» **Written problem**
Turn the stretch of lines from the one containing "If you could mark the black" through the last line into a numbered list, leaving out any blank lines.

[Extracted information start]

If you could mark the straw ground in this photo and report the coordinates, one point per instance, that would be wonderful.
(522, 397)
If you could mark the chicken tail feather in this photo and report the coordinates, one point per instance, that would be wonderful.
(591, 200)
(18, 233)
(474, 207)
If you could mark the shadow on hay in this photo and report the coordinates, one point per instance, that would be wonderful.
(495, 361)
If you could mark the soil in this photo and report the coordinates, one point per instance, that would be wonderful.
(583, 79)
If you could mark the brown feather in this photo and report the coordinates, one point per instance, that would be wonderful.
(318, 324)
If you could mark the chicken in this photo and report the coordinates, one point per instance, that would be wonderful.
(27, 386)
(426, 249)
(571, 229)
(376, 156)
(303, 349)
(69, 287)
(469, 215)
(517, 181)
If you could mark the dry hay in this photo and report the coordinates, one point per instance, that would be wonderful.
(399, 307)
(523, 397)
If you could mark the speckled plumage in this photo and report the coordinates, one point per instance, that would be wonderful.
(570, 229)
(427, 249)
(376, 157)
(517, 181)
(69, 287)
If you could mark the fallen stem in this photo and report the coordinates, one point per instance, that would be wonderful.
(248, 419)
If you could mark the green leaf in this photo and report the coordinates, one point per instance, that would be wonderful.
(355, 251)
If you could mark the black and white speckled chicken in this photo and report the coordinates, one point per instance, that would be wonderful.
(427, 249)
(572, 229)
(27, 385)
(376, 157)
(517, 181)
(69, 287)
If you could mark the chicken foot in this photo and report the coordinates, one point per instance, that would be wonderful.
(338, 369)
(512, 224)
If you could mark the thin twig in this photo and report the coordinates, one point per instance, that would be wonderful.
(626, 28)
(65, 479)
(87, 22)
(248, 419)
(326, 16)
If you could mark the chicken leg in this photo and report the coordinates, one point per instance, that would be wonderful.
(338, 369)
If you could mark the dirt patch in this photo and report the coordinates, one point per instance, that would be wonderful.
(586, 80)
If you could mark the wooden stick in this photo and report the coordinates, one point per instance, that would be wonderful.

[Extracted information end]

» **Task result**
1. If you could mark the black and white speckled chicken in this photo and report the coordinates, one point per instance, that would be wonderful.
2. (427, 249)
3. (572, 229)
4. (27, 385)
5. (376, 157)
6. (517, 181)
7. (69, 287)
8. If you could mark the chicken foot in this photo and report the coordinates, one point per instance, that would be wonderful.
9. (338, 369)
10. (512, 224)
11. If you could mark the thin twig in this photo and report the coordinates, one point per instance, that would be wonderful.
12. (626, 28)
13. (65, 479)
14. (87, 22)
15. (248, 419)
16. (326, 16)
17. If you could mark the chicken leg in this photo and report the coordinates, one point per instance, that would be wonderful.
18. (338, 369)
19. If you could mark the dirt patch in this photo and report the coordinates, one point per instance, that would be wonderful.
20. (586, 80)
21. If you could mark the wooden stick in this photo and report the coordinates, one point per instance, that would be wonderful.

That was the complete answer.